>>>
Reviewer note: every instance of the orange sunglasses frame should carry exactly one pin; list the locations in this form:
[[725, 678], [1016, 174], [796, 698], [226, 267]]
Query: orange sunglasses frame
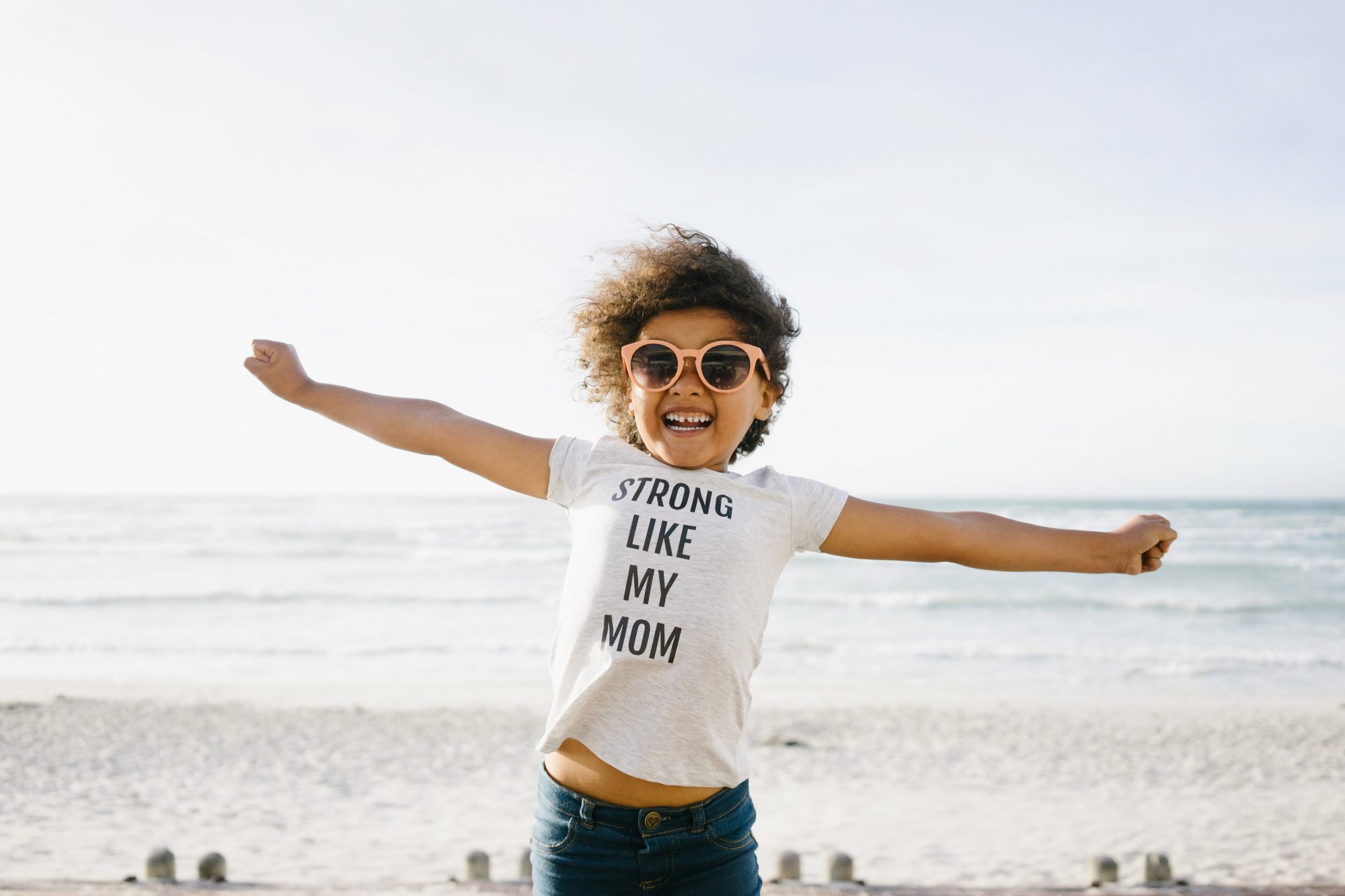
[[755, 354]]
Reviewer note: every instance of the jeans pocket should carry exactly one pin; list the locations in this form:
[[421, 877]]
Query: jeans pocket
[[553, 831], [734, 830]]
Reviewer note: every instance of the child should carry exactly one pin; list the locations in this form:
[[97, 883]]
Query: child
[[644, 782]]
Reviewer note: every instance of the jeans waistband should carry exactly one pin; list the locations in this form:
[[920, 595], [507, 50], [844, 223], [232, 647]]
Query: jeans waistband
[[646, 819]]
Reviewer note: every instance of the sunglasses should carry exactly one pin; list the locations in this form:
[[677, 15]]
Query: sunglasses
[[724, 366]]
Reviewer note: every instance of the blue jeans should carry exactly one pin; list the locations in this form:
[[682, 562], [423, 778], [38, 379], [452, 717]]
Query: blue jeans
[[583, 846]]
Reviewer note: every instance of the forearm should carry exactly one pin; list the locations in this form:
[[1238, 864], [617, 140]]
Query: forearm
[[403, 423], [987, 541]]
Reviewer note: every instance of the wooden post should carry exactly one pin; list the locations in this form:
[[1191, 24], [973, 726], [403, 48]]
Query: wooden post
[[840, 866], [212, 866], [1157, 869], [478, 865], [787, 866], [161, 865], [1102, 869]]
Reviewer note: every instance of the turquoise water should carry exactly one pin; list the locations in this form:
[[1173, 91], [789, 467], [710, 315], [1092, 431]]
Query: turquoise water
[[383, 589]]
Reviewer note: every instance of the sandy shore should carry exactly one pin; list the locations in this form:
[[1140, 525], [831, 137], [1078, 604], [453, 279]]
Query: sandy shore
[[333, 786]]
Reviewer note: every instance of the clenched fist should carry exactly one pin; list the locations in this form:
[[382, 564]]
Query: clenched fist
[[276, 364], [1145, 540]]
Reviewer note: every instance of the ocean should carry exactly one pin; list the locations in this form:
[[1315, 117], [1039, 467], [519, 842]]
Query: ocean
[[385, 589]]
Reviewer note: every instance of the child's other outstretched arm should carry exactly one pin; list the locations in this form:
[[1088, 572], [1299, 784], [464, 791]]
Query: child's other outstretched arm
[[875, 530], [506, 458]]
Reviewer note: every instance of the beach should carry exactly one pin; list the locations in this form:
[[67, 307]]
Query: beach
[[325, 784]]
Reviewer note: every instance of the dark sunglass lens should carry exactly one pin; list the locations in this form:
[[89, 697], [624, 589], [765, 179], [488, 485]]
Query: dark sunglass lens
[[726, 368], [653, 366]]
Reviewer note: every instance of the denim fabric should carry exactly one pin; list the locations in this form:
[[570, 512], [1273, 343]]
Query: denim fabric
[[583, 846]]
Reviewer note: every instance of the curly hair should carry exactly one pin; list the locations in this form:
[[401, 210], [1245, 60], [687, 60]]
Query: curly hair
[[679, 268]]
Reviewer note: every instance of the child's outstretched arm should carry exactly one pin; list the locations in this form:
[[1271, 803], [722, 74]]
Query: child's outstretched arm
[[874, 530], [510, 459]]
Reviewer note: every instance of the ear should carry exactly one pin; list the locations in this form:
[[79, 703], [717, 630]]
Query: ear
[[769, 396]]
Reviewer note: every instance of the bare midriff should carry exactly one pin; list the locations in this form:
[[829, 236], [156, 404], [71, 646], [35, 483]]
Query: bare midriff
[[578, 767]]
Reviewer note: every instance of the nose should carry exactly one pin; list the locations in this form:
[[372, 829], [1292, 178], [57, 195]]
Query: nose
[[689, 381]]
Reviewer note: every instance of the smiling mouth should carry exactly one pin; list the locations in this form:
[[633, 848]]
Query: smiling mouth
[[688, 427]]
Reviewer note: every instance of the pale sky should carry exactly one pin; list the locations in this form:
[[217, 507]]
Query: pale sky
[[1038, 249]]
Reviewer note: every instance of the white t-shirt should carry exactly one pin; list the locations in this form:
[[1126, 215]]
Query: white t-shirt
[[665, 603]]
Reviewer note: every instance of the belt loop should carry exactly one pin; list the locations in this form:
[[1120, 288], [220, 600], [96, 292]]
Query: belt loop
[[587, 811]]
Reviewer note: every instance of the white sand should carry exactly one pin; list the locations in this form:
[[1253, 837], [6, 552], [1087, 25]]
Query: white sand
[[298, 784]]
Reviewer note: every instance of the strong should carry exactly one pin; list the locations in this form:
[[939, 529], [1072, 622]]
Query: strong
[[614, 635]]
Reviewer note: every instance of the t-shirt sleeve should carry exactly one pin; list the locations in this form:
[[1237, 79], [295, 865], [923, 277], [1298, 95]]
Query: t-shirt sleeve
[[570, 458], [816, 509]]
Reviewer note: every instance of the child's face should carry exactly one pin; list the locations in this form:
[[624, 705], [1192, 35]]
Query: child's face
[[731, 413]]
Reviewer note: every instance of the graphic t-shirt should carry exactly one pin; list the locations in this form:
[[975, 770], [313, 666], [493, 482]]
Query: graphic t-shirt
[[665, 603]]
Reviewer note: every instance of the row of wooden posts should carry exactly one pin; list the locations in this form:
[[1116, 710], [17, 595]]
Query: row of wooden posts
[[1102, 869]]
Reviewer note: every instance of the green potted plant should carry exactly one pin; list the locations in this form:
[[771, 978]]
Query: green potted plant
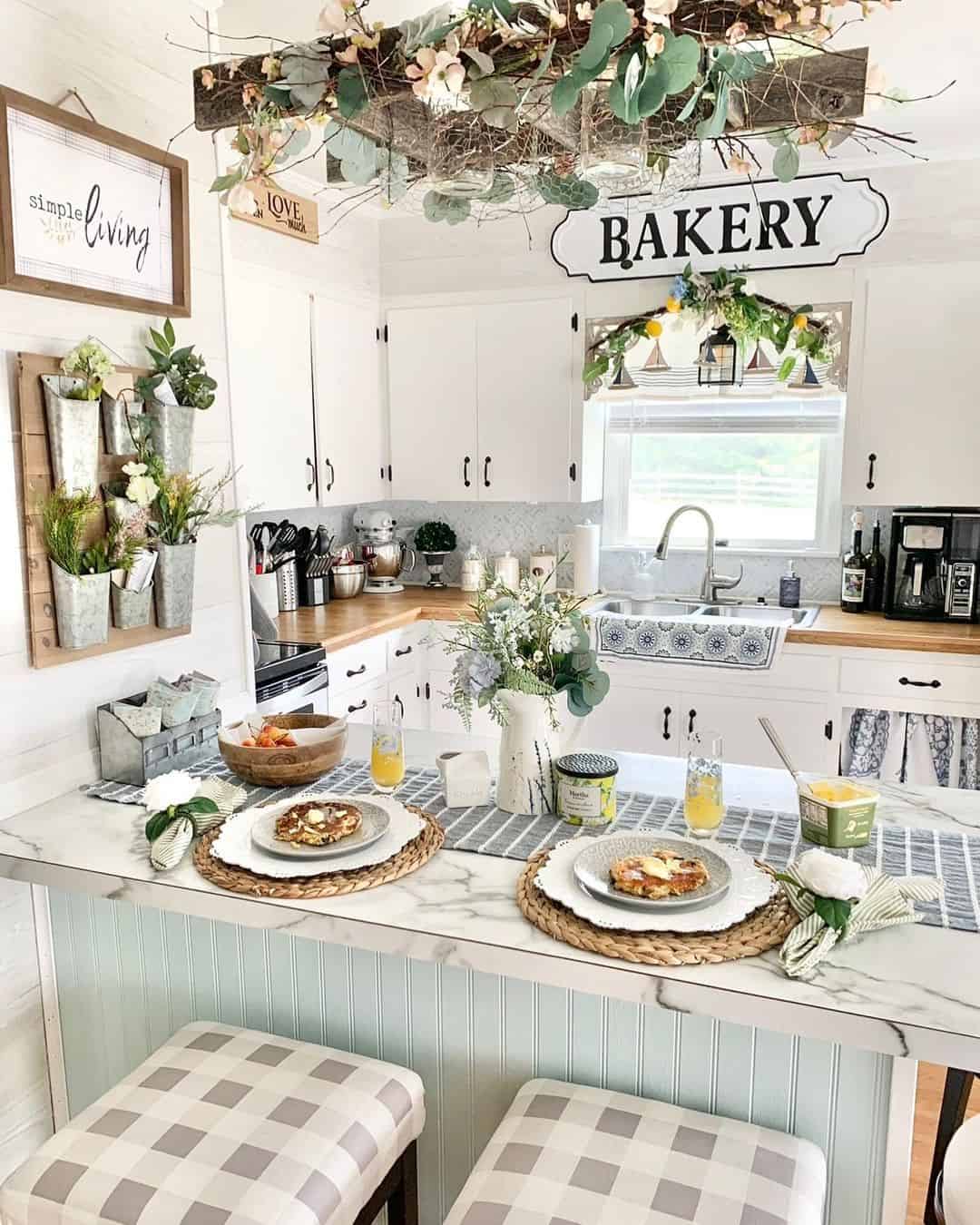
<<<
**What to produce:** Copy all of the lines above word for word, but leave out the pictures.

**Reply to the exercise:**
Reviewer note: every instance of the orange sunglasses frame should carry exactly one pin; list the locations in this form:
[[725, 678], [1016, 174], [796, 698], [226, 267]]
Query: orange sunglasses frame
[[755, 354]]
Reviewer note: every instance of the jeans pocket should carry exactly one pin; list the locations in this form:
[[421, 877]]
Query: jeans pocket
[[553, 831], [734, 830]]
Reviewer note: every instance of the child should carry exactly one pin; list the locations in this form:
[[97, 883]]
Query: child
[[644, 782]]
Reviewer note: every instance of the jeans waistband should carry exactly one pin; list the locations in this form:
[[920, 595], [507, 50], [844, 223], [232, 647]]
Query: jeans waistband
[[646, 819]]
Reviewer note: every instance of the sunglasses should carry exactly one pin; list the locations in this form:
[[677, 15]]
Query: sunglasses
[[724, 366]]
Reviewer note: every instance of the blue jeans should carry exactly one pin; list the locations in this form:
[[682, 562], [423, 778], [38, 379], [452, 717]]
Query: blue jeans
[[583, 846]]
Reviewer note: every instance of the forearm should carry exactly one pin; list the locations in this form:
[[1238, 864], [617, 140]]
Query: forearm
[[403, 423], [987, 541]]
Reviewer note: every instance of the wooden post should carry exactly one pin; list the locations in this form:
[[1191, 24], [973, 726], [403, 48]]
Query: wooden post
[[840, 866], [212, 866], [1157, 869], [478, 865], [787, 866], [161, 865], [1102, 869]]
Reviewer note: every instance of the turquoise water should carry exactly one pin; list the locations in this form:
[[1173, 91], [789, 467], [710, 315], [1092, 431]]
Query: turquoise water
[[383, 589]]
Reviewer note: every instance of the sandy shore should carry exactly one pin; list the locations in this form:
[[1140, 525], [831, 137], [1078, 604], [453, 279]]
Query: sandy shore
[[333, 786]]
Reviewer note: every instance of the clenched fist should carry exactly one pin; list the locations in this form:
[[382, 564]]
Query: clenched fist
[[276, 364], [1145, 540]]
Reviewer note: every instance of the ocean should carry exactly one pin; list the locations in this form:
[[1315, 117], [1039, 467], [519, 842]]
Query: ocean
[[385, 589]]
Reviewer note: every instance of the child's other outstretched arm should carry exactly one pin; list the locations in this form:
[[1088, 572], [1299, 784], [464, 791]]
Query: child's other outstretched arm
[[875, 530], [506, 458]]
Reviewer note: every instance of the beach should carry exactly one pin; list the locations in this form:
[[67, 307]]
Query: beach
[[325, 784]]
Reviewer note: every instance of the dark sunglass lens should carry exactly one pin; list the locations in this form:
[[89, 697], [624, 589], [765, 179], [488, 485]]
Query: dark sunglass lens
[[726, 368], [653, 366]]
Reviewer note: every instance of the denim fabric should carry exactly one pin; list the locations in this form:
[[570, 512], [1273, 343]]
Query: denim fabric
[[583, 846]]
Reviewer note: every instance of the curly hair should carry exactly one pin; list the locations in this form:
[[401, 210], [1245, 60], [687, 60]]
Query: curly hair
[[679, 268]]
Reviewer note: every instance of the child's outstretched arm should carry exactly one pin; list the locations in this form:
[[1271, 803], [722, 74]]
Query: child's outstretched arm
[[874, 530], [510, 459]]
Reviewer note: every instance of the ear should carry exactly one pin; list the locations in this form:
[[79, 703], [717, 630]]
Query: ear
[[769, 396]]
Reviewer note: every instance of the bare midriff should carry exactly one pin; list the locations in this form:
[[829, 236], [156, 404], [71, 646], [35, 483]]
Query: bare midriff
[[578, 767]]
Reviewer note: every instance of the nose should carry exactly one pin; list the locations in this form:
[[372, 829], [1292, 178], [57, 195]]
Query: nose
[[689, 381]]
Reviewer note: every instance of the smiling mouth should carry exactly one pin; list the locations in this form:
[[633, 848]]
Query: smiling mouth
[[688, 427]]
Reviewer note: every instance of the pale sky should carry exactly one pin; list the locations in this form:
[[217, 507]]
Query: pale sky
[[1038, 249]]
Reviewer note: every instance of the white t-shirt should carry exactly one pin; list the locations in this form:
[[1126, 215]]
Query: white t-shirt
[[665, 603]]
Reviewer note: every instance of the belt loop should carry exactly one pin; list the locations in this form:
[[1120, 288], [220, 600], [96, 292]]
Query: belt loop
[[587, 811]]
Reviewer note: every instance of the white sand should carry exactly one pin; list the locations in this form:
[[1253, 837], [6, 552], [1087, 25]]
Query: white sand
[[298, 784]]
Reviewer note: every instance of the strong should carry exactly one pin; list the locations in this form:
[[939, 529], [1072, 622]]
Query: strong
[[614, 635]]
Reviewer note: every instance of the t-shirt sleeve should carry exactly one pin; list the locations in this form:
[[1237, 79], [295, 865], [923, 277], [1298, 95]]
Query: t-shirt sleeve
[[570, 458], [816, 509]]
Reviewer note: every instance of the child's face should carry exactly one pin; list the locations in this form:
[[624, 705], [1192, 35]]
Query: child's face
[[731, 413]]
Reviewer note: every instance of the graphic t-shirt should carry exactly one pin; list the locations in this form:
[[975, 770], [313, 666], [493, 482]]
Query: graphic t-shirt
[[665, 603]]
Reviewer note: every instance of the row of wooden posts should carry exactly one pin; list the locations in this form:
[[1116, 710], [17, 595]]
Query: row of wooden posts
[[1102, 869]]
Reviewer note: every instance of the green potted plant should carry exactly one pin; list the locations in this form:
[[771, 978]]
Query: green potted plant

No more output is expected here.